## [Materials provided]
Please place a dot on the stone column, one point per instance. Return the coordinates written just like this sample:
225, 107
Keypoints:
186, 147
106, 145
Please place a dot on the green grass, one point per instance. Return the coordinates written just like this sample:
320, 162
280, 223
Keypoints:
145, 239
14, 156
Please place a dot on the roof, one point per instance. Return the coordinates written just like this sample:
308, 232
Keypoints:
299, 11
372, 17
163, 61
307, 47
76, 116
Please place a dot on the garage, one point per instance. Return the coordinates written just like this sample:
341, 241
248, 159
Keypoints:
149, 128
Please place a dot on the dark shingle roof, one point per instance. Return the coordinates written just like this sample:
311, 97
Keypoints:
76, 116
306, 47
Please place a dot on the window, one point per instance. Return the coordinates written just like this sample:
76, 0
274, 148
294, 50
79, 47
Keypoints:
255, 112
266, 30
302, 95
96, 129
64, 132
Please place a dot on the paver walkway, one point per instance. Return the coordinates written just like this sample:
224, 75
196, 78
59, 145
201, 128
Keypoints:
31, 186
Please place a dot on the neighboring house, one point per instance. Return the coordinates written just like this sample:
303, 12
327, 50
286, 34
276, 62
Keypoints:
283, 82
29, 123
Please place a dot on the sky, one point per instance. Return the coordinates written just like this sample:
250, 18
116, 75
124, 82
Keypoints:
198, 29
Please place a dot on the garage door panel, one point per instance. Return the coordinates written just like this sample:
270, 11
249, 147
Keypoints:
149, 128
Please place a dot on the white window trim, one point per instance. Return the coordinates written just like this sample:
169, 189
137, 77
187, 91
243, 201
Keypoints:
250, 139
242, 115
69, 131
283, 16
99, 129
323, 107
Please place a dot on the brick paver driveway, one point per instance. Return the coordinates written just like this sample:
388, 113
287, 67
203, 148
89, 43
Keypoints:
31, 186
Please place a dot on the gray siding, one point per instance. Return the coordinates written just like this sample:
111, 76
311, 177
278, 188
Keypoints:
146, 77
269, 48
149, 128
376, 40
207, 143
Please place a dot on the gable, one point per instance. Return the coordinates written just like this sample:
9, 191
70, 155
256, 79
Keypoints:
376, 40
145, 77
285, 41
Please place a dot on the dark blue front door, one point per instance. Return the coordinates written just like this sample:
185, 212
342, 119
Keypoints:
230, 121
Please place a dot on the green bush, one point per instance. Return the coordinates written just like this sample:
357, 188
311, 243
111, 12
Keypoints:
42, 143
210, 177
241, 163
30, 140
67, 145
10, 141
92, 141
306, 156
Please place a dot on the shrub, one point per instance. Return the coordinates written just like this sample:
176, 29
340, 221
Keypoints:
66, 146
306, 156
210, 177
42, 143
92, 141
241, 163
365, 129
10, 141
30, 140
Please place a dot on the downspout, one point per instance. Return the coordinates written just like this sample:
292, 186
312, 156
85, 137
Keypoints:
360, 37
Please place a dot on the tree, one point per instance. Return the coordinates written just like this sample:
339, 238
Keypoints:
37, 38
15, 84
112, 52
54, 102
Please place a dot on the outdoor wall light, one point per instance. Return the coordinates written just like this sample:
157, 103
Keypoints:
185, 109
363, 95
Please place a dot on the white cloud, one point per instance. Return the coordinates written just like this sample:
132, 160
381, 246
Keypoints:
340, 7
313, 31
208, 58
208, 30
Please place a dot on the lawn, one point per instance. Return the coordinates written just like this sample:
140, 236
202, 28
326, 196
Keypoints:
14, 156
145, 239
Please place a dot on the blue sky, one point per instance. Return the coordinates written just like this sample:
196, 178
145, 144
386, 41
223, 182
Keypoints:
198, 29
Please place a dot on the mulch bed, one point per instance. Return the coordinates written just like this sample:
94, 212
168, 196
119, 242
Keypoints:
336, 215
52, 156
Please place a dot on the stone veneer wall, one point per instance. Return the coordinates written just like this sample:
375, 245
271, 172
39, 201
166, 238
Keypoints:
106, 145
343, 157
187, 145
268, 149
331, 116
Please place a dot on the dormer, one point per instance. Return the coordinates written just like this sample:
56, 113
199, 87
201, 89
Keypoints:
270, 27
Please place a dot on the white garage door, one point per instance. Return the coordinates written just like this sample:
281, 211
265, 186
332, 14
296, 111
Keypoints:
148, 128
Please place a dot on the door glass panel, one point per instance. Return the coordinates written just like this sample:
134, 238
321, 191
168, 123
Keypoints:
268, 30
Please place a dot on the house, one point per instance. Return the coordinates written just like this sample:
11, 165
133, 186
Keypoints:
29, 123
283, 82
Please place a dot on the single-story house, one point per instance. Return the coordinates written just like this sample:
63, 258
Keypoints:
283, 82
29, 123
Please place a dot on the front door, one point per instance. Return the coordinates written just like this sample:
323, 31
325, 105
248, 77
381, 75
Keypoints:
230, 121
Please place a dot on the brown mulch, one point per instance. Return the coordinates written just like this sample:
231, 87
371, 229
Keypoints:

...

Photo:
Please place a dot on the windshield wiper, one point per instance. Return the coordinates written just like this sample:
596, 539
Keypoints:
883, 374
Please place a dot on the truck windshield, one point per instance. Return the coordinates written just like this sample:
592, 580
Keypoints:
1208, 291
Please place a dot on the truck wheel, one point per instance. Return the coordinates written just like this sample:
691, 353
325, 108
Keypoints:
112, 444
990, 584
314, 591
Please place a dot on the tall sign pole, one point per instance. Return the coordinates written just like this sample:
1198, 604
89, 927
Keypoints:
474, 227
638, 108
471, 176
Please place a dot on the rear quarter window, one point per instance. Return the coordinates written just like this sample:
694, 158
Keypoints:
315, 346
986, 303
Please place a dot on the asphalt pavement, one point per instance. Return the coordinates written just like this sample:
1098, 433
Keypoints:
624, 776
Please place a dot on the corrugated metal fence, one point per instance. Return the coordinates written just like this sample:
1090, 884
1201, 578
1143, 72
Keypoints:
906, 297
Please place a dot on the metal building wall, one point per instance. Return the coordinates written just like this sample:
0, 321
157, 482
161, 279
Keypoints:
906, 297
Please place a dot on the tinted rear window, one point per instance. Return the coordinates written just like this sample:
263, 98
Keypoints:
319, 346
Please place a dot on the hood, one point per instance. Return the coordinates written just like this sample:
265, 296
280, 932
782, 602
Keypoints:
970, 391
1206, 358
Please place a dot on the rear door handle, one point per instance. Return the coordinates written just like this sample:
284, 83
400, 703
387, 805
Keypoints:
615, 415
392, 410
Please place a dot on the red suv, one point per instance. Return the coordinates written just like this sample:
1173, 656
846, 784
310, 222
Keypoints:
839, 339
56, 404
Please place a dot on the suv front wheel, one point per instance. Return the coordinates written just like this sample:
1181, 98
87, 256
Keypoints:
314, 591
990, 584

--

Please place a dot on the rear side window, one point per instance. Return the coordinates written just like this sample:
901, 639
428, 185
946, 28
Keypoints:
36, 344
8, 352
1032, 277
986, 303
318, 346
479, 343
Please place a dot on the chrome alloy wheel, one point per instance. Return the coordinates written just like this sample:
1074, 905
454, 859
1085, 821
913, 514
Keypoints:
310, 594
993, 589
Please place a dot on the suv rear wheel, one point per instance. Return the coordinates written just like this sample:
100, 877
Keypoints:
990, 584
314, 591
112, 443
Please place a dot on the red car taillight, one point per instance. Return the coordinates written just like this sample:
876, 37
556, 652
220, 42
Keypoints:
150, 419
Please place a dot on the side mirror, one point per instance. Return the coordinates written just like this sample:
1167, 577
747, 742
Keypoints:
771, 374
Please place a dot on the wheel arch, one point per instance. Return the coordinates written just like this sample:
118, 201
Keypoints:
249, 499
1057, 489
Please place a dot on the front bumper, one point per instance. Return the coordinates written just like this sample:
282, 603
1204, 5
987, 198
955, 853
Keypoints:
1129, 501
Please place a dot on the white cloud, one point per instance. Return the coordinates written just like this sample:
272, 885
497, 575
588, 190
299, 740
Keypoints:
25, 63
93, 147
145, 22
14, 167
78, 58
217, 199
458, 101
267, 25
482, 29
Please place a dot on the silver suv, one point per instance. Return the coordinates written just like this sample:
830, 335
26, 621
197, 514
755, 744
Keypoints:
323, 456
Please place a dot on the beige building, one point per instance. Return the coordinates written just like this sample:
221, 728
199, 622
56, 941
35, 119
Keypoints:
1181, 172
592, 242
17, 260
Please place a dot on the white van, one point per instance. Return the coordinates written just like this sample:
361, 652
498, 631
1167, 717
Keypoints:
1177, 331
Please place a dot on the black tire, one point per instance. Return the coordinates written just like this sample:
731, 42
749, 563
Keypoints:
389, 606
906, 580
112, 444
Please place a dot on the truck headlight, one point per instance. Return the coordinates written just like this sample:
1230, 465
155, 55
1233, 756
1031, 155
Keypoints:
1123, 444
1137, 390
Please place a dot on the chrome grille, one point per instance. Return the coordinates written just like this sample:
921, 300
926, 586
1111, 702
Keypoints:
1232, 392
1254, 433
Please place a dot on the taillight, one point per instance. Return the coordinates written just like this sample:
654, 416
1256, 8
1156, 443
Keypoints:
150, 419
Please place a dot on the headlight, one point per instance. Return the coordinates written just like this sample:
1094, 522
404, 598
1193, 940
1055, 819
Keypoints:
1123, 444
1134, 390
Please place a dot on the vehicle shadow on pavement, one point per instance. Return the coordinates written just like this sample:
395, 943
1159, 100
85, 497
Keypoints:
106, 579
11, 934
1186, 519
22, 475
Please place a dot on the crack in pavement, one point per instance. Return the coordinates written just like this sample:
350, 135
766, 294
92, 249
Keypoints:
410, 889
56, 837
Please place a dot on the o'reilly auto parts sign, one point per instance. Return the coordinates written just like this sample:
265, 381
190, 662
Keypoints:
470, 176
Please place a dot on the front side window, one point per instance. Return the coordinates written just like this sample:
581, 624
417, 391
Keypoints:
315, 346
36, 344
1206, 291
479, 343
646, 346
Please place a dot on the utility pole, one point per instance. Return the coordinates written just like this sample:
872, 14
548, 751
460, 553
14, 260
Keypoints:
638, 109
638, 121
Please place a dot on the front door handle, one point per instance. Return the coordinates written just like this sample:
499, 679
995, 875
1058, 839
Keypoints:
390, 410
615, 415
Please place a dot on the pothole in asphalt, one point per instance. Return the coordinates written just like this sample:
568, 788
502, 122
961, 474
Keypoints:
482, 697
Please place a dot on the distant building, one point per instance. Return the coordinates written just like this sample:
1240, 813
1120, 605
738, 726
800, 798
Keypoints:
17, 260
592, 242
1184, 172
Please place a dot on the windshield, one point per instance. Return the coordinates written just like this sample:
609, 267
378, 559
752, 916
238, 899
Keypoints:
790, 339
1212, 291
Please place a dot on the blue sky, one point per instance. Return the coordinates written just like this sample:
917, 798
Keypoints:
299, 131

## [Exercise aim]
Show, in full, each line of the records above that contains the string "side". Case counts, so only matches with the same capitalization qualify.

## [Worked solution]
Please place a dot on the rear side window, one point per instance. Return the coordinates written just like this sample:
Please place a dot on the side mirror, one point per instance. Return the coordinates written just like this sample:
Please place a dot on the front side window, one point per instance. Return the coordinates written just like this sample:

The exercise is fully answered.